Rewrite every line of the rows below as a JSON list of strings, with one string per line and no blank lines. Omit the pictures from the list.

(Data listing)
════

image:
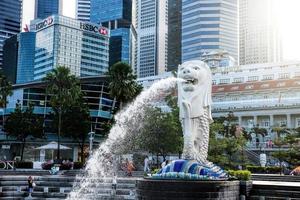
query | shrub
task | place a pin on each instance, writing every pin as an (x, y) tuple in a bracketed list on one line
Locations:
[(264, 170), (243, 175), (154, 171), (47, 166), (24, 165), (78, 165), (65, 166)]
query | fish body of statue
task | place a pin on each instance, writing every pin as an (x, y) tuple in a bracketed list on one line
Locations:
[(194, 101)]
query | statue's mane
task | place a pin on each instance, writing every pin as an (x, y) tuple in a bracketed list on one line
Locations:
[(204, 89)]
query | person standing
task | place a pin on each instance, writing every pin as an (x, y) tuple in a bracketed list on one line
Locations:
[(146, 164), (30, 185)]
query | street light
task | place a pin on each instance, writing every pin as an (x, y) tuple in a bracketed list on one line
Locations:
[(91, 134)]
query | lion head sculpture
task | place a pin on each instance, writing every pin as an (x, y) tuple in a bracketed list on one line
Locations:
[(194, 88)]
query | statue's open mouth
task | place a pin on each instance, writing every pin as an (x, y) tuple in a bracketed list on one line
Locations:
[(191, 81)]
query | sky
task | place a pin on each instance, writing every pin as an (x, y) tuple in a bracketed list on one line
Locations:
[(288, 12), (289, 16)]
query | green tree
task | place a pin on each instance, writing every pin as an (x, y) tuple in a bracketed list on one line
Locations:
[(122, 83), (23, 122), (161, 133), (64, 90), (76, 123)]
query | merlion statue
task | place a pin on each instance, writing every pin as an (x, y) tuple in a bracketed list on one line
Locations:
[(194, 99)]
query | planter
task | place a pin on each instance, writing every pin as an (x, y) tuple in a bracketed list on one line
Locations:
[(245, 187)]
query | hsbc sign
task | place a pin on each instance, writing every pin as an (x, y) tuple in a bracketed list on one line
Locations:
[(93, 28), (45, 23)]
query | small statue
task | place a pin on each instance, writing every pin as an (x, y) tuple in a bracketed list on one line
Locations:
[(194, 99)]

════

> EXERCISE RESULT
[
  "image:",
  "query | shrub",
  "task | place a pin on each instance, writing every pin as an (x, y) tuple in a bracketed list on one line",
  "Locations:",
  "[(264, 170), (243, 175), (154, 171), (47, 166), (24, 165), (78, 165), (65, 166)]",
  "query | fish body of statue",
  "task | place a pin on each instance, writing every pin as an (x, y) tuple in a bracketed list on one line",
  "Locations:",
  "[(194, 101)]",
  "query | statue's mane",
  "task | place a pin on each instance, writing every pin as an (x, y) tuple in a bracketed list on one line",
  "Locations:",
  "[(204, 89)]",
  "query | person standing",
  "task | place a pin on each instance, writing every pin as an (x, y) tuple in a bracketed list on one line",
  "Locations:",
  "[(146, 164), (30, 185)]",
  "query | street light",
  "task | place a pin on each instance, writing every pin as an (x, y) tuple in a bracketed list on one line",
  "Locations:",
  "[(91, 134)]",
  "query | lion head sculpture",
  "task | place a pin on each instance, writing every pin as an (x, y) tuple in a bracketed list on one line",
  "Locations:",
  "[(194, 88)]",
  "query | statue's open mouth",
  "task | place a pin on each instance, writing every pin as an (x, y) tuple in a bracketed list on one line",
  "Locations:",
  "[(191, 81)]",
  "query | sky",
  "task | place a pin on each instance, writing every pin as an (x, y) tuple in a bracketed list on one line",
  "Locations:",
  "[(288, 12), (289, 16)]",
  "query | green tree",
  "task | place a pin on each instance, writing every pin as an (x, y) tuple in a bracketed list on one line",
  "Locations:",
  "[(122, 83), (23, 122), (161, 133), (64, 90), (76, 123)]",
  "query | merlion statue",
  "task | place a pin on each instance, writing every pin as an (x, y) tuple in a bracketed list on one line",
  "Locations:",
  "[(194, 99)]",
  "query | planter",
  "task | place a pin on each instance, writing every pin as an (x, y) tuple in a bracketed list on one line",
  "Locations:",
  "[(245, 187)]",
  "query | hsbc sign",
  "task | place a pin on each instance, writing every pin as an (x, y) tuple in a bracketed list on one line",
  "Locations:",
  "[(93, 28), (45, 23)]",
  "query | small statue",
  "task | place a pin on each instance, writing every pin as an (x, y) tuple in a bracketed list on one line",
  "Locations:",
  "[(194, 99)]"
]